TASK TO COMPLETE: Continue the LSD observability documentation below, starting right after its final line, the async_writes setting.
[EXTRACT — start]
Skip to content

Observability

The LLM Service Daemon (LSD) writes every inference, every provider response, and every feedback signal to the same PostgreSQL database that holds its config. There is no separate analytics store to run or keep in sync.

Table family Contents
chat_inferences, json_inferences, embedding_inferences One row per inference, by output type (partitioned by time)
chat_inference_data, json_inference_data, model_inference_data Raw request/response payloads backing the above
model_inferences Per-provider-attempt telemetry (latency, tokens, which provider actually served the request)
batch_requests, batch_model_inferences Batch inference jobs and their results
boolean_metric_feedback, float_metric_feedback, comment_feedback, demonstration_feedback Feedback attached to an inference or episode
inference_evaluation_runs, inference_evaluation_human_feedback Evaluation run results and any human feedback collected for them

Materialized aggregates are refreshed automatically for dashboards and cost tracking: inference_by_function_statistics, variant_statistics, model_provider_statistics, and per-minute/per-hour model_latency_histogram_*.

Postgres is a hard dependency, not an optional sink. Config, auth, rate limiting, and observability all share one connection, so LSD_DATABASE_URL must point at a reachable database or the gateway refuses to start.

What you can toggle is whether observability rows specifically get written to that already-required connection:

[gateway.observability]
enabled = true # write inference/feedback rows (default: true)
async_writes = true # don't block the response on the write (default in production)
[EXTRACT — finish]
[DATA BLOCK — start]
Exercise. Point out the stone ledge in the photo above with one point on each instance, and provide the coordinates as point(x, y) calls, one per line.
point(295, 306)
[DATA BLOCK — finish]
RESPONSE AREA:
[gateway.observability.batch_writes]
enabled = true
flush_interval_ms = 100
max_rows = 1000

Set enabled = false to skip writing observability data entirely, for example in a load-testing setup where you want Postgres for config/auth but don’t want every inference recorded.

Async writes avoid adding write latency to the request path; batch writes coalesce many rows into fewer Postgres round-trips under load.

Terminal window
curl -X POST http://localhost:3000/v1/inferences/list_inferences \
-H "Content-Type: application/json" \
-d '{"function_name": "my_function", "limit": 100}'

POST /v1/inferences/list_inferences and POST /v1/inferences/get_inferences let you query stored inferences programmatically. No need to hand-write SQL against the partitioned tables, though you’re always free to.

  • OTLP traces: enable with gateway.export.otlp.traces.enabled = true and point OTEL_EXPORTER_OTLP_TRACES_ENDPOINT at your collector. Spans are created per inference, batch, and feedback request.
  • Prometheus: scrape GET /metrics for request counts, latency histograms, and per-provider stats.